EXCERPTED TEXT

● ● ● ● ●

Connecticut Superior Court Judicial District of Tolland at Rockville
Sep 15, 2008
2008 Ct. Sup. 14966 (Conn. Super. Ct. 2008)

Opinion

No. TTD CV05-4002560-S

September 15, 2008


MEMORANDUM OF DECISION FOLLOWING REARGUMENT


The court rendered judgment in this case on June 24, 2008. Subsequently, it granted plaintiff's Motion for Reargument to permit consideration of the points raised in his Motion for Reargument, and in his Reply Brief dated June 19, 2008. The matter was reargued on August 27, 2008. Following reargument, the court concludes that no change in the decision is merited. Accordingly, it reissues its decision.

No change is merited because, with one exception of no significance to the disposition, there are no new issues or arguments presented in the Motion for Reargument or Reply Brief not already considered, and the court is not persuaded that the final result should change. Accordingly, the decision is re-issued without change as follows:

The only arguably new point was contained in plaintiff's Reply Brief. In that Brief, he argued that he did not pay his $50 fee with his Motion to Appeal to the probate court on or before the October 12, 2004 deadline because the letter from the probate court telling him it was required was not delivered until 4 or 5 p.m. on that date, after he believed the court was closed. At trial, he testified that he did not see the decision until late in the day on October 12, and due to the time, his preoccupation with other litigation that he was working on, and his knowledge that the Probate Court usually closed at 4 p.m., he did not attempt to file anything on October 12. Defendant complains that this is a late change in testimony. Plaintiff argues that there is no change. The court agrees with plaintiff. The information is essentially the same. Plaintiff claims he had no time to act. However, the point does not excuse the late payment. As this decision finds, the Probate Practice Book rules require payment with the Motion to Appeal, and the deadline to act starts running from the time of issuance of the decision he seeks to appeal. The time he obtained a decision from the Probate Court informing him that his Motion was denied for failure to pay the fee may explain plaintiff's failure to try again earlier, but it does not extend the original deadline or otherwise excuse the defect.

In this case, the plaintiff, Morris Silverstein, proceeding pro se, filed a Petition for Writ of Mandamus seeking to compel the defendant, Probate Court Judge Elaine Camposeo, to allow his appeal from a 2004 Probate Court decision. The Probate Court decision that plaintiff seeks to appeal is a September 10, 2004 order and decree approving an interim accounting by the Administrator, d.b.n., Richard Laschever. The defendant denied plaintiff's Motion to Appeal, and this action ensued. Following a bench trial, the court finds for the defendant and, therefore, renders judgment for the defendant and against the plaintiff accordingly.

● ● ● ● ●

MATERIAL
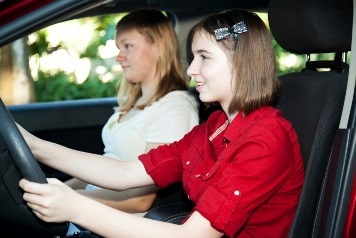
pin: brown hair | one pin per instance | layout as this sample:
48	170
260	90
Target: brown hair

● ● ● ● ●

Write the next part of the court's memorandum of decision on the mandamus petition, starting after its final sentence.

I

The standards applicable to the relief sought by the plaintiff are well settled. "Mandamus is an extraordinary remedy, available in limited circumstances for limited purposes . . . It is fundamental that the issuance of the writ rests in the discretion of the court, not an arbitrary discretion exercised as a result of caprice but a sound discretion exercised in accordance with recognized principles of law . . . That discretion will be exercised in favor of issuing the writ only where the plaintiff has a clear legal right to have done that which he seeks . . . The writ is proper only when (1) the law imposes on the party against whom the writ would run a duty the performance of which is mandatory and not discretionary; (2) the party applying for the writ has a clear legal right to have the duty performed; and (3) there is no other specific adequate remedy." (Internal quotation marks omitted.) Miles v. Foley, 253 Conn. 381, 391, 752 A.2d 503 (2000); Cammarota v. Planning and Zoning Commission, 97 Conn.App. 783, 789, 906 A.2d 741, cert. denied, 280 Conn. 941, 912 A.2d 475 (2006). The purpose of mandamus is to compel the performance of a ministerial act by a public officer when the petitioner has a clear legal right to the performance of the act. R. Bollier and S. Busby, 2 Stephenson's Connecticut Civil Procedure (Third Ed., 2002) § 224(a) citing Ballas v. Woodin, 155 Conn. 283, 284, 231 A.2d 273 (1967).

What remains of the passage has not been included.